GIVEN REQUEST: Copy out word for word everything from the line containing "Target — volume knob." down to the end of the items below, and leave the pictures out of your answer.

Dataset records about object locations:
——————
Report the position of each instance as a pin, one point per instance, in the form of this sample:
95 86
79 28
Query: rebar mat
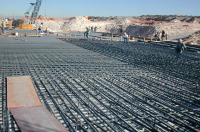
108 86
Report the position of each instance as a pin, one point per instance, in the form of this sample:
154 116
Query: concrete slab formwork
106 85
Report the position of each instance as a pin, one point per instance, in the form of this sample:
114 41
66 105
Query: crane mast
35 11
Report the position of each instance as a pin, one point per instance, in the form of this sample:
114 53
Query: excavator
34 15
35 11
29 23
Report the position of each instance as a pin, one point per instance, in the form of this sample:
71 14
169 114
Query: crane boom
36 11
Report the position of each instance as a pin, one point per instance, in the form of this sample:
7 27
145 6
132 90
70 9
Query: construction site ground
100 85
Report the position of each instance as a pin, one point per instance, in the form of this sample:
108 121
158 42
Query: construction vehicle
27 17
36 11
29 22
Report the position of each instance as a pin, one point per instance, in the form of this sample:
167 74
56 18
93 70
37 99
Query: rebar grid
108 86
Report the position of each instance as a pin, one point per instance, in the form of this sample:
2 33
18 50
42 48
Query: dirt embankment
143 26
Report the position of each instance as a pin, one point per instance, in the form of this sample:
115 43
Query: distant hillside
191 19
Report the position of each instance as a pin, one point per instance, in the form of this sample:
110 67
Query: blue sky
70 8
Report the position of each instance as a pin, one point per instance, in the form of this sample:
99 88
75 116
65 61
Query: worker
86 33
166 36
180 46
125 36
2 27
40 28
156 35
163 35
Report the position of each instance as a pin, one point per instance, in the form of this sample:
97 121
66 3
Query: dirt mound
79 23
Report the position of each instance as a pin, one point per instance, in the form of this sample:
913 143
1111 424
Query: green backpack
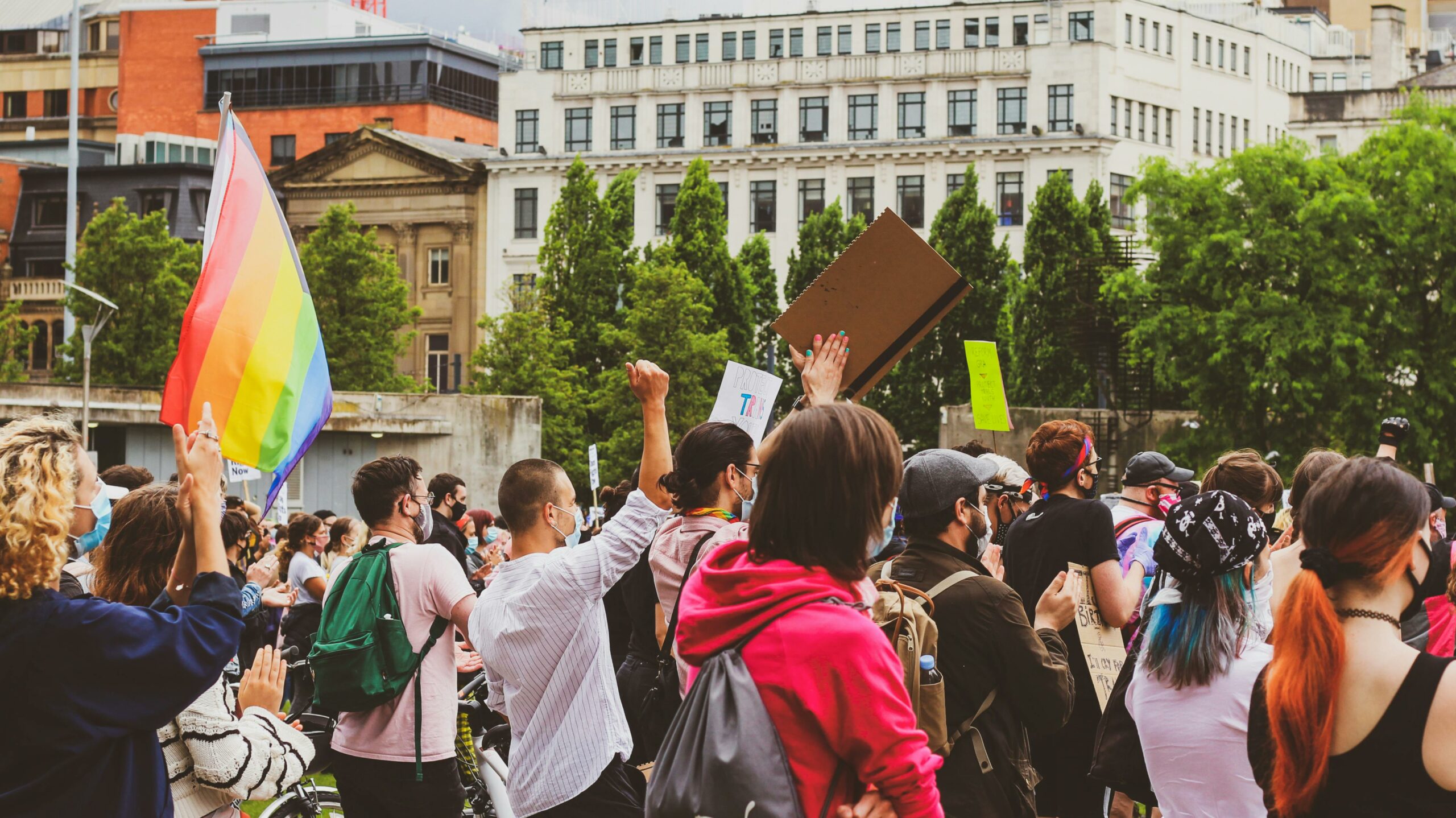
362 657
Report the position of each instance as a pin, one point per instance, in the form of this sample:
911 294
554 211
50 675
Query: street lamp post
104 311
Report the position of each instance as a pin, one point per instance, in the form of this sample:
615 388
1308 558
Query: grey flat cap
937 478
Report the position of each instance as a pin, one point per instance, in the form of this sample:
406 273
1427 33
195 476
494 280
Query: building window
864 115
911 115
961 113
1117 201
56 102
760 207
524 213
812 199
862 197
1011 111
911 200
813 118
440 257
528 131
623 127
1008 199
50 212
717 124
765 114
578 129
437 361
1081 27
670 124
666 207
284 149
1059 108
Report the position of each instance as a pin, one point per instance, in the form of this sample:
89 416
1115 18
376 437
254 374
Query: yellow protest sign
989 408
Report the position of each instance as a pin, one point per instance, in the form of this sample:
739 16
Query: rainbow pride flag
251 341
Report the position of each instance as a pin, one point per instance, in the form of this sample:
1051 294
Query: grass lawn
254 808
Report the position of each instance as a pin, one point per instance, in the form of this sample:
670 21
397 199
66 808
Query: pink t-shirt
428 582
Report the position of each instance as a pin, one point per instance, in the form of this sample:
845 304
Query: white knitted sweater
214 757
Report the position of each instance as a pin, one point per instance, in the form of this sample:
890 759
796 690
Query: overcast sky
501 21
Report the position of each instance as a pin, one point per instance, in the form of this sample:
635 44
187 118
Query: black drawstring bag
723 754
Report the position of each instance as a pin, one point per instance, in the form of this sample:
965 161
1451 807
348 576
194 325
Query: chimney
1388 63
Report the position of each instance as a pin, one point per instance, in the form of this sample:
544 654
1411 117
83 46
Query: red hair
1365 511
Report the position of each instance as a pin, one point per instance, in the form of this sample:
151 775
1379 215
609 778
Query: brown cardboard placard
887 290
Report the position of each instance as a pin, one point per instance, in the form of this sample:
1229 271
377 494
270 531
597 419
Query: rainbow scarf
718 513
251 341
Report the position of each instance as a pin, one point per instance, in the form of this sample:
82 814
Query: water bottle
928 673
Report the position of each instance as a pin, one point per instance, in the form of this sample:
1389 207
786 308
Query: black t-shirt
1039 545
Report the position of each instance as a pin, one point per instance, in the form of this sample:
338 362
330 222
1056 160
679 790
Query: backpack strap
978 743
666 650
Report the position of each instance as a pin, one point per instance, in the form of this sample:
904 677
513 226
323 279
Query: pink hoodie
828 676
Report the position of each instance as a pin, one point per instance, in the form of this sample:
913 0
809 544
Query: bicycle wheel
325 804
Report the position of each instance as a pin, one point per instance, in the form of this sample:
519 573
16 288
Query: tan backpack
905 615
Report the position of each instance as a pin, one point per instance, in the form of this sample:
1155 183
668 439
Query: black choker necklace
1368 615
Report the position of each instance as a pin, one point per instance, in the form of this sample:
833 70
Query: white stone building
884 108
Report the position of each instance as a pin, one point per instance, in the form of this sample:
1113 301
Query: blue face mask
577 522
747 504
101 509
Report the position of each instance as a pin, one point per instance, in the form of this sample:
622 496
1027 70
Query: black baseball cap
1147 468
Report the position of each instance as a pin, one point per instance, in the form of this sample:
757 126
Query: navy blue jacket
85 684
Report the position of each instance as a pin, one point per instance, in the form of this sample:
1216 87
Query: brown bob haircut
1246 475
825 481
1053 450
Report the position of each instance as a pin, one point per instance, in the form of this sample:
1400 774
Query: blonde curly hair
38 469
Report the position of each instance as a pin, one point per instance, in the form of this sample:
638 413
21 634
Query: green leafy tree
756 262
362 301
934 373
1046 370
670 324
698 241
15 342
149 275
526 351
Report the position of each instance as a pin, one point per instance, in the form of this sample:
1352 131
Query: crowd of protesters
908 623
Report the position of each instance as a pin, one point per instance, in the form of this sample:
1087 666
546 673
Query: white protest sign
746 399
237 472
1101 642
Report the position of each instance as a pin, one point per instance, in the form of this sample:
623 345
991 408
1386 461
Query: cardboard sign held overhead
887 290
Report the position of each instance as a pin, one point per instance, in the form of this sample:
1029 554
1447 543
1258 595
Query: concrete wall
475 437
958 427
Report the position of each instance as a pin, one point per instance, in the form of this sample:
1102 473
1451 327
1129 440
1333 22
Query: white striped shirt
542 632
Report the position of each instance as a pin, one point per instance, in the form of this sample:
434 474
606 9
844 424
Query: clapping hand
822 369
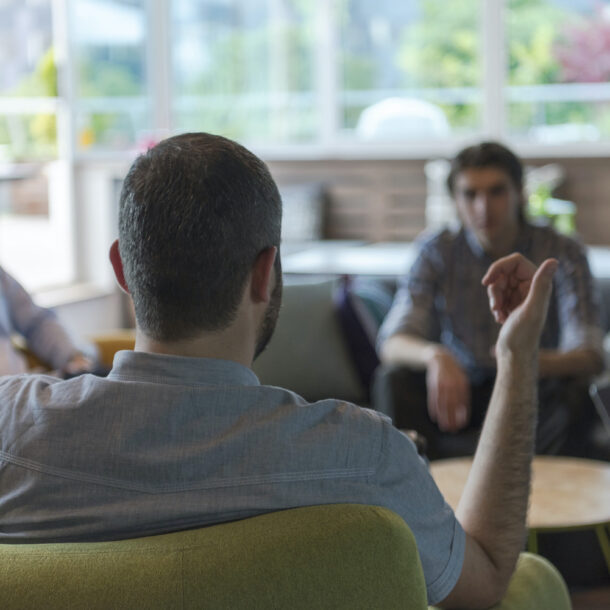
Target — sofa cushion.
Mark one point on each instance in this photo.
(308, 353)
(362, 304)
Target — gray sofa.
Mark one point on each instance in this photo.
(310, 355)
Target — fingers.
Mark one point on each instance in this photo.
(508, 282)
(539, 293)
(513, 267)
(450, 404)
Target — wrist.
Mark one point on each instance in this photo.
(437, 352)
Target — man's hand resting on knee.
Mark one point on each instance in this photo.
(493, 506)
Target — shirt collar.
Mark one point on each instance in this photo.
(163, 368)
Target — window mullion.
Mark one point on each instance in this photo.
(494, 68)
(158, 50)
(326, 71)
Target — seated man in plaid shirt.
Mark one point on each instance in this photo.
(437, 342)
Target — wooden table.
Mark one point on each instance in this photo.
(567, 494)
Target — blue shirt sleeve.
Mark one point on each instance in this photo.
(410, 491)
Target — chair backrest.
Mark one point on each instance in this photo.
(333, 556)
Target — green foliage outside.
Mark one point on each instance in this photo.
(247, 68)
(32, 136)
(442, 50)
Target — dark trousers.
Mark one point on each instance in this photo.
(564, 413)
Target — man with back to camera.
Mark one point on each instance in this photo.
(437, 342)
(181, 434)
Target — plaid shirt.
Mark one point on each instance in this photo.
(442, 299)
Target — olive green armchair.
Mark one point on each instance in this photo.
(335, 556)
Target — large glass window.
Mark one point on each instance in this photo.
(558, 88)
(245, 69)
(35, 240)
(410, 70)
(111, 97)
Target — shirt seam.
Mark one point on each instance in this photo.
(289, 477)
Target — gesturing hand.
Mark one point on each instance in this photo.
(519, 297)
(448, 393)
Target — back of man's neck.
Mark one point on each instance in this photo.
(218, 345)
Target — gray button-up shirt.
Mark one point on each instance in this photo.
(168, 443)
(442, 299)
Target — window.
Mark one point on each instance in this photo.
(558, 88)
(245, 69)
(86, 80)
(409, 70)
(35, 240)
(111, 102)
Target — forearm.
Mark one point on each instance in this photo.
(493, 506)
(582, 362)
(410, 351)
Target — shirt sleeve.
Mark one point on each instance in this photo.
(577, 302)
(44, 335)
(410, 491)
(413, 310)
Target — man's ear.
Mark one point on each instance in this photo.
(117, 265)
(261, 285)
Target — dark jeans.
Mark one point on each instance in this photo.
(564, 413)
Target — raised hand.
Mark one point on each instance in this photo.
(519, 295)
(448, 392)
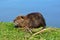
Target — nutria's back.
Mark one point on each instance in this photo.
(37, 19)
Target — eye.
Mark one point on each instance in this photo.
(22, 17)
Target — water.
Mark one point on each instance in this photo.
(50, 9)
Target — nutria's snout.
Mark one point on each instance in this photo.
(16, 26)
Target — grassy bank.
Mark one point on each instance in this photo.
(8, 32)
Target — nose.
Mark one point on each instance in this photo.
(16, 26)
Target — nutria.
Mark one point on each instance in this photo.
(32, 20)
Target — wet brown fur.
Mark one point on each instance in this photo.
(32, 20)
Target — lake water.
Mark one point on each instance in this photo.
(50, 9)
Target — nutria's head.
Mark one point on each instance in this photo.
(18, 21)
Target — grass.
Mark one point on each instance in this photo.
(8, 32)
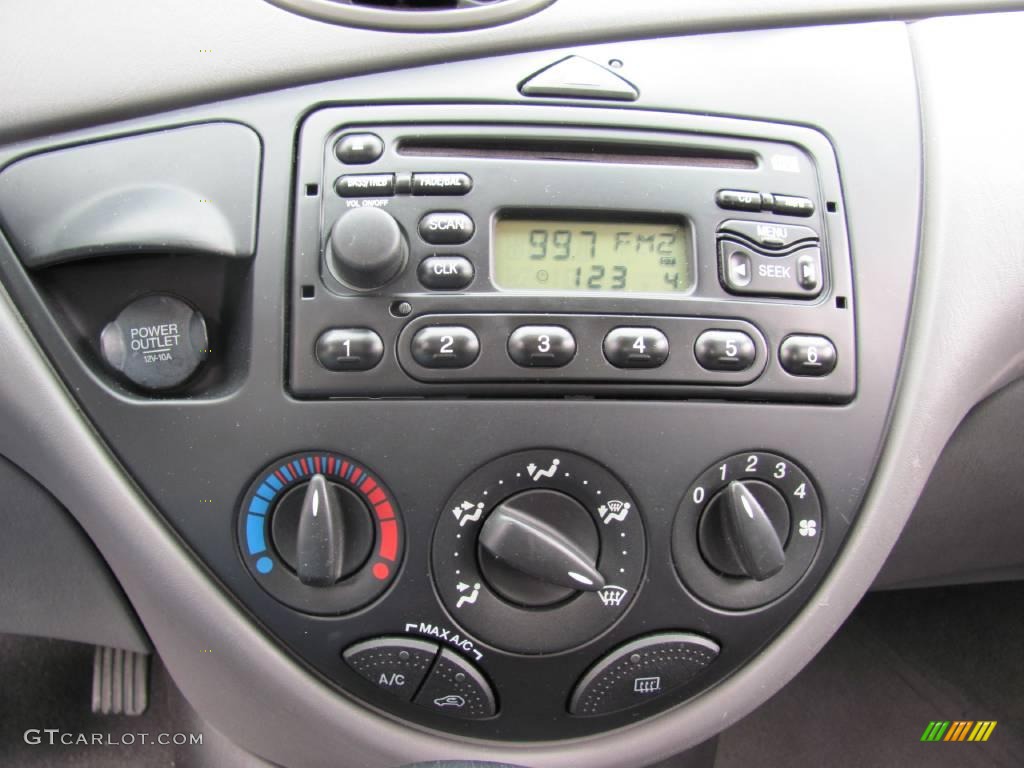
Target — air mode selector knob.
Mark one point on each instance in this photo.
(367, 248)
(539, 547)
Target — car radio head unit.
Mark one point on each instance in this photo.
(440, 254)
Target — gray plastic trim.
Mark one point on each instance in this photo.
(472, 14)
(196, 51)
(52, 581)
(183, 189)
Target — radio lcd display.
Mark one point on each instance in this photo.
(566, 255)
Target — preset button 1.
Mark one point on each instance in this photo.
(636, 347)
(542, 346)
(445, 346)
(349, 349)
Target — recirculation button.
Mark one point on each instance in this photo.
(456, 688)
(395, 665)
(641, 671)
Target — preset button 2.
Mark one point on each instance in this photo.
(445, 346)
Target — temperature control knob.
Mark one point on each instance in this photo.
(321, 532)
(367, 248)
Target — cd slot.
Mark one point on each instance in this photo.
(505, 147)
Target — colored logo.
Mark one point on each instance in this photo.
(958, 730)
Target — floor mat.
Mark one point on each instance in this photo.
(47, 684)
(902, 659)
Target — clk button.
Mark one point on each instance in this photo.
(445, 272)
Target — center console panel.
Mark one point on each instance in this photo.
(525, 419)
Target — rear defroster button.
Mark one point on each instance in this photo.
(641, 671)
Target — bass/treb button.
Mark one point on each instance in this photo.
(641, 671)
(445, 346)
(542, 346)
(395, 665)
(446, 227)
(456, 688)
(365, 185)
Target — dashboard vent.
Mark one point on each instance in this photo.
(415, 15)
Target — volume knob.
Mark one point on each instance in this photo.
(367, 248)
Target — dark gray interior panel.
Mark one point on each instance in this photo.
(192, 189)
(967, 526)
(175, 448)
(54, 584)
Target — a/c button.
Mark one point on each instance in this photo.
(395, 665)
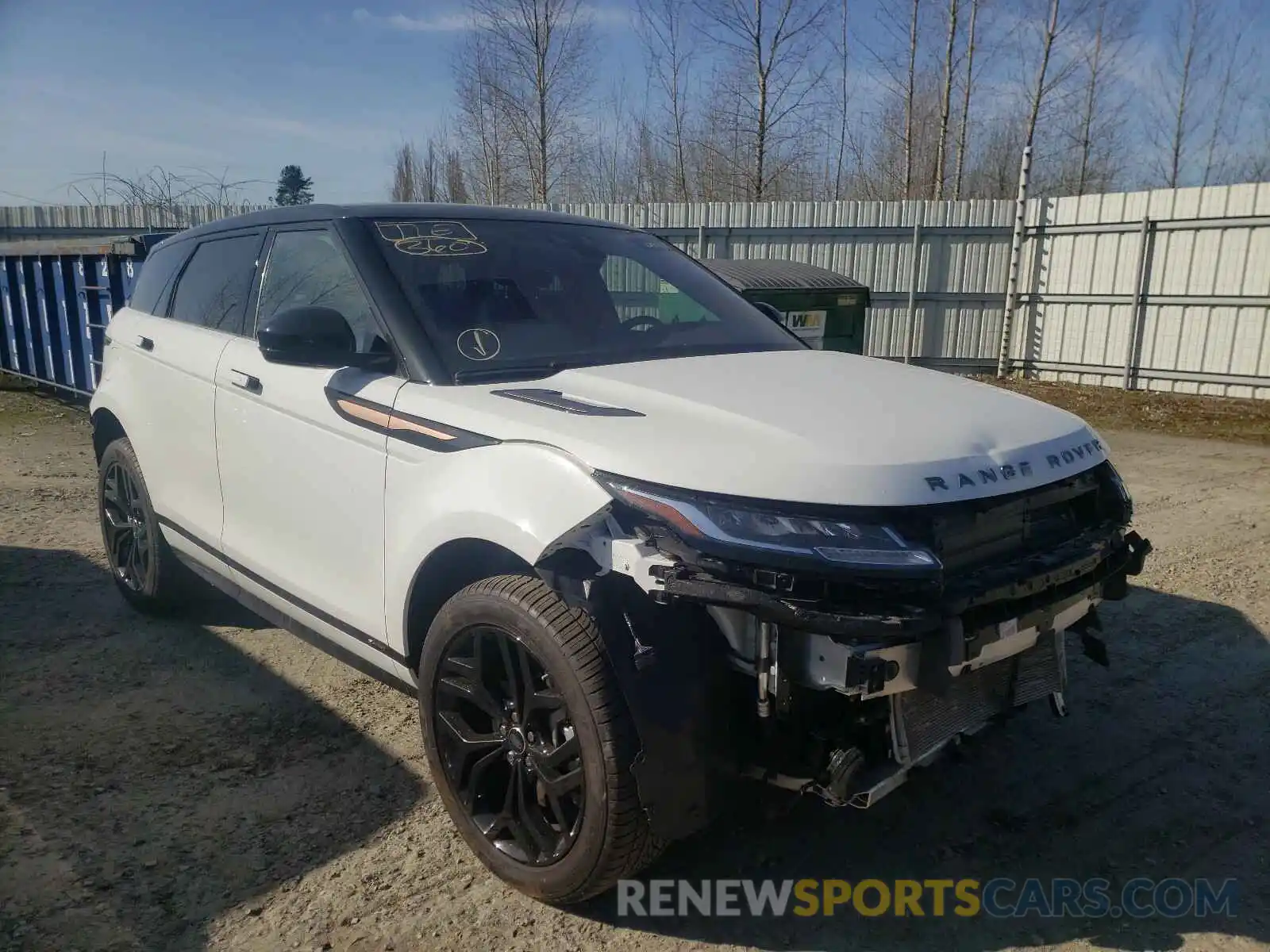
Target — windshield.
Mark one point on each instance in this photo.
(507, 298)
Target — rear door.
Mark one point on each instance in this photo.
(302, 478)
(175, 362)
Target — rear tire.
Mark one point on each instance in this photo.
(556, 734)
(143, 565)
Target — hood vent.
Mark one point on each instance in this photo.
(556, 400)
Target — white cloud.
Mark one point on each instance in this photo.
(435, 23)
(459, 21)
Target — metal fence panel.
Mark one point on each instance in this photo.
(1183, 298)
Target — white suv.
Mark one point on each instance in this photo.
(626, 537)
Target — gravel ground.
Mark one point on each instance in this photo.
(214, 782)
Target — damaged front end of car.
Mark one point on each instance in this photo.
(831, 649)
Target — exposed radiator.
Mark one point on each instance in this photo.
(921, 721)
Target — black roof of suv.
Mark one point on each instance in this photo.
(287, 215)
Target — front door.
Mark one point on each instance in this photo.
(302, 484)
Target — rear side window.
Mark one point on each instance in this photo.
——————
CORRECT RESULT:
Target — volume knob.
Mark one point on each instance in this photo.
(367, 248)
Target — dark gray interior panel.
Mark one point on each instance in this photo.
(192, 189)
(967, 526)
(175, 448)
(54, 584)
Target — a/c button.
Mark one point on each instance in this photo.
(395, 665)
Target — windshield.
Mark one point on each instance in this photo.
(507, 298)
Target — rear door.
Mark one point on each instance in this photo.
(302, 478)
(175, 362)
Target — rear tire.
Mark one point on each instance in this photo.
(556, 734)
(143, 565)
Target — hood vent.
Mark one point on each instance in this photo.
(556, 400)
Target — white cloud.
Mark one point on each instance in this photo.
(435, 23)
(459, 21)
Target — metal fence panel.
Mark one point on each instance in this photo.
(1183, 298)
Target — white suv.
Mark one point on each instance in this photo.
(626, 537)
Target — gravel ground.
Mark one point on each instance in this photo.
(214, 782)
Target — damaged front end of car.
Mark one point on each instance in this photo.
(831, 649)
Target — exposed radiator.
Mark one point on each instance in this photo.
(921, 721)
Target — black roof of suv.
Mark one point on each instance in this photo.
(287, 215)
Target — front door.
Mark one point on each instance in this photo.
(302, 484)
Target — rear side window.
Mark one point on each instance in this photo.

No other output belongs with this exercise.